Task goal:
Select every line in the rows below that contains the string "positive", matching its case exactly, and copy each of those lines.

Information:
*** Block opens ***

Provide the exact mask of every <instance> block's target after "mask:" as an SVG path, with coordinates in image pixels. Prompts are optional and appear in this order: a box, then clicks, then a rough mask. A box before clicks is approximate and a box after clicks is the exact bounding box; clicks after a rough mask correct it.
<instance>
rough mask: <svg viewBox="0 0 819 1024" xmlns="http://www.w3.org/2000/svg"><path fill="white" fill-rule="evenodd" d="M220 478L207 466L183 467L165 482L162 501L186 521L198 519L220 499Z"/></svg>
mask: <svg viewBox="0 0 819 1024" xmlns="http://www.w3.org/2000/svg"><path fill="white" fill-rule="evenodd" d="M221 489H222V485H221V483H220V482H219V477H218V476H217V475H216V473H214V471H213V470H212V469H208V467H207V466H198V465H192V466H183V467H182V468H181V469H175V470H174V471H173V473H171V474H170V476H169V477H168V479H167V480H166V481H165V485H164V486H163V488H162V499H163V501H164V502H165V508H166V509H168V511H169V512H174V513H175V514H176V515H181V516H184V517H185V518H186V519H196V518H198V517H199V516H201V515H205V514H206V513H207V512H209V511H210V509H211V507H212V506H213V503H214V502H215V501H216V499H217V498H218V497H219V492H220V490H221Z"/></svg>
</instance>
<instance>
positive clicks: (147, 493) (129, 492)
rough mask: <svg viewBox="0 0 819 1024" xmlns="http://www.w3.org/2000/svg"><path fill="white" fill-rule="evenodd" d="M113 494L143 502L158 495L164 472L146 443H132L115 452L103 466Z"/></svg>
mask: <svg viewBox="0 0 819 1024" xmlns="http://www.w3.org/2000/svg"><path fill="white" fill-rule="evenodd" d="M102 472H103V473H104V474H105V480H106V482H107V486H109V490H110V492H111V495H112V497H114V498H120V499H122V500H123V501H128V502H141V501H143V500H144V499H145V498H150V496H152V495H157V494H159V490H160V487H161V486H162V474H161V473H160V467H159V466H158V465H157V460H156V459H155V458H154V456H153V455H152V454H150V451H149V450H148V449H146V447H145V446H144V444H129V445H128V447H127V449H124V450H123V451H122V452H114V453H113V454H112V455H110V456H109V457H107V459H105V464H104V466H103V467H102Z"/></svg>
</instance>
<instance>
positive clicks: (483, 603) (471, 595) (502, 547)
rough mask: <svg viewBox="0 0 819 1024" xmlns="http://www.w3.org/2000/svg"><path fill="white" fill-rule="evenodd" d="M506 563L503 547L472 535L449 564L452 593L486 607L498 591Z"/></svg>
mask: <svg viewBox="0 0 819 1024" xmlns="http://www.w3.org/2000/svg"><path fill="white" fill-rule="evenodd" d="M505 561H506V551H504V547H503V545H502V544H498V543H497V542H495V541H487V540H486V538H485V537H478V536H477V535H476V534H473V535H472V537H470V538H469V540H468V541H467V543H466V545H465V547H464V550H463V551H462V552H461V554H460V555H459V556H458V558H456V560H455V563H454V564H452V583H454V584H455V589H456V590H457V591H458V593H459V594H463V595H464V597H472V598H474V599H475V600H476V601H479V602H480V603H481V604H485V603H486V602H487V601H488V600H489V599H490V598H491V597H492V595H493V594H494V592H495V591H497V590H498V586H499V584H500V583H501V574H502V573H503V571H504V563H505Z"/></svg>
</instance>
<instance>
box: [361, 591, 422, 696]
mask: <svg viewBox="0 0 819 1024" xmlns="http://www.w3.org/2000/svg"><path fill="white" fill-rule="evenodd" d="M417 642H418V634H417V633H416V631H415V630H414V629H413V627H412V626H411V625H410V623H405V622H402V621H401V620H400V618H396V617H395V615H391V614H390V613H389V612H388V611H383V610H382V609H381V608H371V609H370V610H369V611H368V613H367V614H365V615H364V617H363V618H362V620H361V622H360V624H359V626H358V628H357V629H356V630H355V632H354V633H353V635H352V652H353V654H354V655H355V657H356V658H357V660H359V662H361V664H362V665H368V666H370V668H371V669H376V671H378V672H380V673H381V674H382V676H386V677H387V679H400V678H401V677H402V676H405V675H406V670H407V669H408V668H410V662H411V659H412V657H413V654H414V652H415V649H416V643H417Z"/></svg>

*** Block closes ***

Exercise result:
positive clicks: (147, 493) (129, 492)
positive clicks: (483, 603) (471, 595) (502, 547)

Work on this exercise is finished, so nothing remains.